Okuma Parçası =
────────────────────────────────────────

Psikoloji alanında düşlerini abartan ve gerçeklerden kısmen kopanlar nevrotik (nevroz), tümüyle kopanlar ise psikotik (psikoz) olarak adlandırılır. Nevrotikler, uyumsuzluğun hafif olanlarıdır. Nevrotiklerin, toplumsal ilişkilerinde bazı uyumsuzlukları ve sorunları vardır ama bu durum onların iş ve evlilik yaşamlarını sürdürmelerine engel olacak düzeyde değildir. Psikotikler ise uyumsuzluğun ağır olanlarıdır. Psikotikler; iş ve aile yaşamını çoğu kere sürdüremezler, saldırgan ve tehlikeli olabilirler. Nevrotiklerin ve psikotiklerin çok farklı türleri ve düzeyleri vardır.
Ruh sağlığını korumak ve mutlu olmak için bulunduğumuz her yerde, her ortamda ve her durumda tüm insanlarla iyi ilişkiler içinde olmalıyız. İnsan ilişkilerinde önyargılardan uzak, yıkıcı ve incitici değil yapıcı, birleştirici ve kibar olmak, insanın kendisini daima daha iyi, daha huzurlu ve daha mutlu hissetmesini sağlar. Denilebilir ki içinde yer aldığı toplumsal gruplarla uyum içinde olmak, hayatta insanı en çok mutlu eden tutumdur. Bu grupların ilki ve en önemlisi ailedir. Aile bireyleriyle, yakınlarımızla, arkadaşlarımızla ve tüm insanlarla ilişkilerimizde uyumsuz ve çatışma içinde olmak insanı en çok mutsuz eden tutumdur. İnsan ilişkilerinde ortaya çıkabilecek çatışmaların ve sorunların çözülememesi, uyumsuzluğun sürekli olması ise davranış bozukluğunun başladığının (ruh sağlığının bozulmaya başladığının) belirtisi sayılabilir.

────────────────────────────────────────

Etkinlikler =
A) Okuma parçasına göre ilişkilerimizde uyumsuz ve çatışma içinde olmanın insanı en çok mutsuz ettiği kişiler kimlerdir? Hepsini sıralayın.
B) Okuma parçasında gerçeklerden tümüyle kopanlara ne ad verildiği söyleniyor?

Ham Veriler =
────────────────────────────────────────

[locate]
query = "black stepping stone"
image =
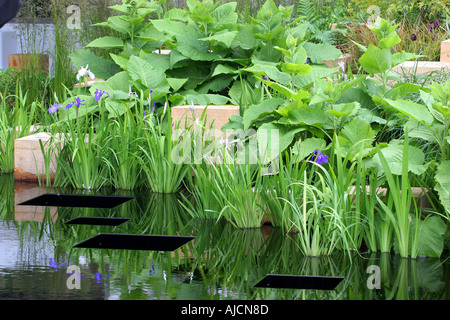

────────────────────────────────────────

Alıştırma Yanıtları =
A) Aile bireyleri, yakınlarımız, arkadaşlarımız ve tüm insanlar.

B) Psikotik (psikoz) olarak adlandırılırlar.